精神科では医療者がどんなに頑張っても、患者さんや患者さんの家族の協力がないとどうにもなりません。
治療上の約束
内服、通院の約束だけではなく、例えば自分を傷つけたくなったらまずはこうしましょう、これはしない、等の約束も含まれます。
辛くなったらこうしましょう
誰に助けを求めましょう等です。
治療上の約束は守られないと、医療者はどうしようも出来ません。
治療が前に進まない原因になります。
患者さんにもある程度は守る努力を一緒にしていただかないといけません。
とはいっても、突発的に死にたい気持ちが強くなったとき。
絶望感や孤独感、不安などに襲われたとき。
約束を守ろうと思えるような心理的状況ではないかもしれません。
患者さんやご家族の協力が必要なのはこういうところです。
特にどんなときに死にたい気持ちが強くなるのか
どんなときに孤独感や絶望感に襲われるのか
より具体的に話していただきたいのです。

• [参照表現グラウンディングデータ]

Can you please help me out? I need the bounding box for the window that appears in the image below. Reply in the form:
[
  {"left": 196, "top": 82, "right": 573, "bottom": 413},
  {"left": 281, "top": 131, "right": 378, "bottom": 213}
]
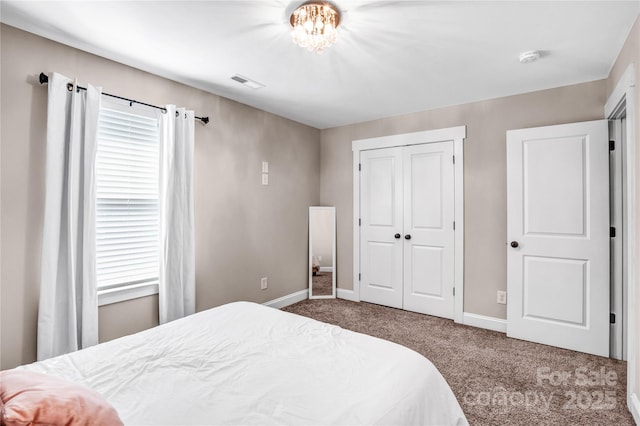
[{"left": 96, "top": 102, "right": 160, "bottom": 305}]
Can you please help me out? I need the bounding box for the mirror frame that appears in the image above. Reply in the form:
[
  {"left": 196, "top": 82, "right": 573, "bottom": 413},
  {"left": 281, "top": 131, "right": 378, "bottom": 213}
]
[{"left": 308, "top": 206, "right": 337, "bottom": 299}]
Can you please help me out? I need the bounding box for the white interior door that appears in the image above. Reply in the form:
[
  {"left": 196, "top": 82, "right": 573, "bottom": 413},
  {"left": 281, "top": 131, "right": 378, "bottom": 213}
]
[
  {"left": 507, "top": 120, "right": 609, "bottom": 356},
  {"left": 403, "top": 141, "right": 454, "bottom": 318},
  {"left": 360, "top": 148, "right": 404, "bottom": 309}
]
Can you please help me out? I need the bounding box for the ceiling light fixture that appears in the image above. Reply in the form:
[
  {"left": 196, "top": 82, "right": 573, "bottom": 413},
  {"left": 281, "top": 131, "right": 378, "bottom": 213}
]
[
  {"left": 520, "top": 50, "right": 540, "bottom": 64},
  {"left": 289, "top": 1, "right": 340, "bottom": 54}
]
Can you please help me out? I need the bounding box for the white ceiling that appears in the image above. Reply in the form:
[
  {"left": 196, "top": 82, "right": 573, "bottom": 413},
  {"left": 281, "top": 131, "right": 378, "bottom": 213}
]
[{"left": 0, "top": 0, "right": 640, "bottom": 129}]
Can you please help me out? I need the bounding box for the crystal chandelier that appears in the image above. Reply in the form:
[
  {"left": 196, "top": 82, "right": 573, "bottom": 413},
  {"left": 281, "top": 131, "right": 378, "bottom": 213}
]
[{"left": 290, "top": 1, "right": 340, "bottom": 54}]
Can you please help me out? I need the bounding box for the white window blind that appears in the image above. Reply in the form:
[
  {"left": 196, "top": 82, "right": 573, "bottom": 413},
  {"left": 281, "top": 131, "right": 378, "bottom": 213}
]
[{"left": 96, "top": 105, "right": 160, "bottom": 304}]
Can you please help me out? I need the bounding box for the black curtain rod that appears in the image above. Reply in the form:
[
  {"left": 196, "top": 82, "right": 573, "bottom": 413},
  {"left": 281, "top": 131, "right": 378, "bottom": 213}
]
[{"left": 40, "top": 72, "right": 209, "bottom": 124}]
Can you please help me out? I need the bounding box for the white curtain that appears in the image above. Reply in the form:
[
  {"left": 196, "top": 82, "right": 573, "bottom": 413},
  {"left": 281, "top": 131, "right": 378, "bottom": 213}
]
[
  {"left": 159, "top": 105, "right": 196, "bottom": 324},
  {"left": 38, "top": 73, "right": 101, "bottom": 360}
]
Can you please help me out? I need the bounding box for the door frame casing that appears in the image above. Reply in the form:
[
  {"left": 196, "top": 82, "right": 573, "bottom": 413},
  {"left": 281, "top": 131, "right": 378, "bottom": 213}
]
[
  {"left": 352, "top": 126, "right": 467, "bottom": 323},
  {"left": 604, "top": 64, "right": 640, "bottom": 422}
]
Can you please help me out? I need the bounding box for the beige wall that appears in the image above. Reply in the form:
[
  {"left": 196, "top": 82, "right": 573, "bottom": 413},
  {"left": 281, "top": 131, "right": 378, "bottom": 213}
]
[
  {"left": 320, "top": 80, "right": 606, "bottom": 318},
  {"left": 0, "top": 25, "right": 320, "bottom": 369},
  {"left": 607, "top": 17, "right": 640, "bottom": 410}
]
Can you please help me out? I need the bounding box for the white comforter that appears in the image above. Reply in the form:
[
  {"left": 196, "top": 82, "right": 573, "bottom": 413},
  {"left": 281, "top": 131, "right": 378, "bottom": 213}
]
[{"left": 21, "top": 302, "right": 467, "bottom": 425}]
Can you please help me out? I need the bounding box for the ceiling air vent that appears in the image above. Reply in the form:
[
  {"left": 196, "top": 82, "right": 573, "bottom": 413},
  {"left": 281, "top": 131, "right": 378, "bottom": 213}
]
[{"left": 231, "top": 74, "right": 264, "bottom": 89}]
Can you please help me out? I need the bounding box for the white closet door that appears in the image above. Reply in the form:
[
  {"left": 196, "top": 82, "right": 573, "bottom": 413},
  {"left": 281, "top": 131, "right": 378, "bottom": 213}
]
[
  {"left": 360, "top": 148, "right": 404, "bottom": 308},
  {"left": 403, "top": 141, "right": 454, "bottom": 318},
  {"left": 507, "top": 120, "right": 609, "bottom": 356}
]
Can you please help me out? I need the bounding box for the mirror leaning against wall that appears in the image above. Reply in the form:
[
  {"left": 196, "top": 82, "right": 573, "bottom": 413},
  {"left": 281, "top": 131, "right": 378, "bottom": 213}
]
[{"left": 309, "top": 207, "right": 336, "bottom": 299}]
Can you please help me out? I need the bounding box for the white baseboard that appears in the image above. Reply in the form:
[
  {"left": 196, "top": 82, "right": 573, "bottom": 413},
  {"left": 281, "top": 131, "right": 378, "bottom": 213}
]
[
  {"left": 629, "top": 393, "right": 640, "bottom": 425},
  {"left": 263, "top": 289, "right": 309, "bottom": 309},
  {"left": 337, "top": 287, "right": 359, "bottom": 302},
  {"left": 462, "top": 312, "right": 507, "bottom": 333}
]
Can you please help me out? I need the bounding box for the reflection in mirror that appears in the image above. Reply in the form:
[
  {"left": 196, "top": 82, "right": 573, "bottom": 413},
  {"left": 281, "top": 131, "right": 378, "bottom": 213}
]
[{"left": 309, "top": 207, "right": 336, "bottom": 299}]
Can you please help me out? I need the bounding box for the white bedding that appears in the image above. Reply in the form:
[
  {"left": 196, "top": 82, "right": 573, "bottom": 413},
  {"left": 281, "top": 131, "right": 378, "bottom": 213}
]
[{"left": 20, "top": 302, "right": 467, "bottom": 425}]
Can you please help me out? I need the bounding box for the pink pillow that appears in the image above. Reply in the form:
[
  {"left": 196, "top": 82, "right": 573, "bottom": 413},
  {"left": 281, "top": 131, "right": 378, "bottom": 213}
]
[{"left": 0, "top": 370, "right": 123, "bottom": 426}]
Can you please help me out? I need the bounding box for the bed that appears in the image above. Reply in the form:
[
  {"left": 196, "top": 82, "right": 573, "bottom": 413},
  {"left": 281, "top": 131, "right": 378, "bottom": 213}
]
[{"left": 7, "top": 302, "right": 467, "bottom": 425}]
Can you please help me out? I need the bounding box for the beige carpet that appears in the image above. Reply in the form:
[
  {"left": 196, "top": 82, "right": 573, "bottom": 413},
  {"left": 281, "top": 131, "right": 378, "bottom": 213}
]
[{"left": 283, "top": 299, "right": 634, "bottom": 426}]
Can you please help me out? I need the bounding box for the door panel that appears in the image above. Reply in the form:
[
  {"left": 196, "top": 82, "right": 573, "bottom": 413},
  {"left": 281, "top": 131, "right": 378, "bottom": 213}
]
[
  {"left": 360, "top": 148, "right": 403, "bottom": 308},
  {"left": 523, "top": 135, "right": 589, "bottom": 236},
  {"left": 507, "top": 120, "right": 609, "bottom": 356},
  {"left": 403, "top": 142, "right": 454, "bottom": 318},
  {"left": 409, "top": 244, "right": 444, "bottom": 298}
]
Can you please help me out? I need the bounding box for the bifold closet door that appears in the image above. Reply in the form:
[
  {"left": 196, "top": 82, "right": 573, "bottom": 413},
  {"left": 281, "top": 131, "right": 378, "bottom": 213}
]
[
  {"left": 403, "top": 142, "right": 455, "bottom": 318},
  {"left": 360, "top": 142, "right": 454, "bottom": 318},
  {"left": 360, "top": 147, "right": 404, "bottom": 309}
]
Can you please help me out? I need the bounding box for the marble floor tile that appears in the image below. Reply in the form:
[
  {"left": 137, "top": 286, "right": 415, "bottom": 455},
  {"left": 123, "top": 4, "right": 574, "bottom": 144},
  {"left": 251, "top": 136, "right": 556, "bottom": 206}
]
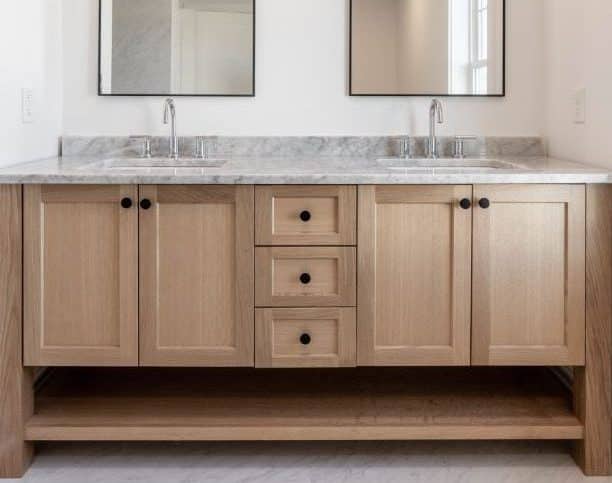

• [やること]
精神科治療での患者さんと家族の協力についての文章を、最後の文の後から書き継いでもらえますか？

• [出力結果]
そして、具体的に、じゃあこういう時にはこう対処してみましょう、家族にこう協力をいただきましょうと、より細かく状況設定が出来るとより治療上の約束が守りやすくなるのではないでしょうか。
また提示された約束を守れないのであれば、守れると言ってはいけません。
なぜ守れないのか、どうすれば守れそうなのか、話し合いをしてください。
患者さん自身が自己開示をしてくれないと、私達は患者さんの内側に正確に触れることができません。
触れることが出来ないと、いつまでも患者さんに合っていない方針で治療を続けることになります。
それはまた無理や歪みをうみ、悪循環にしかならないのです。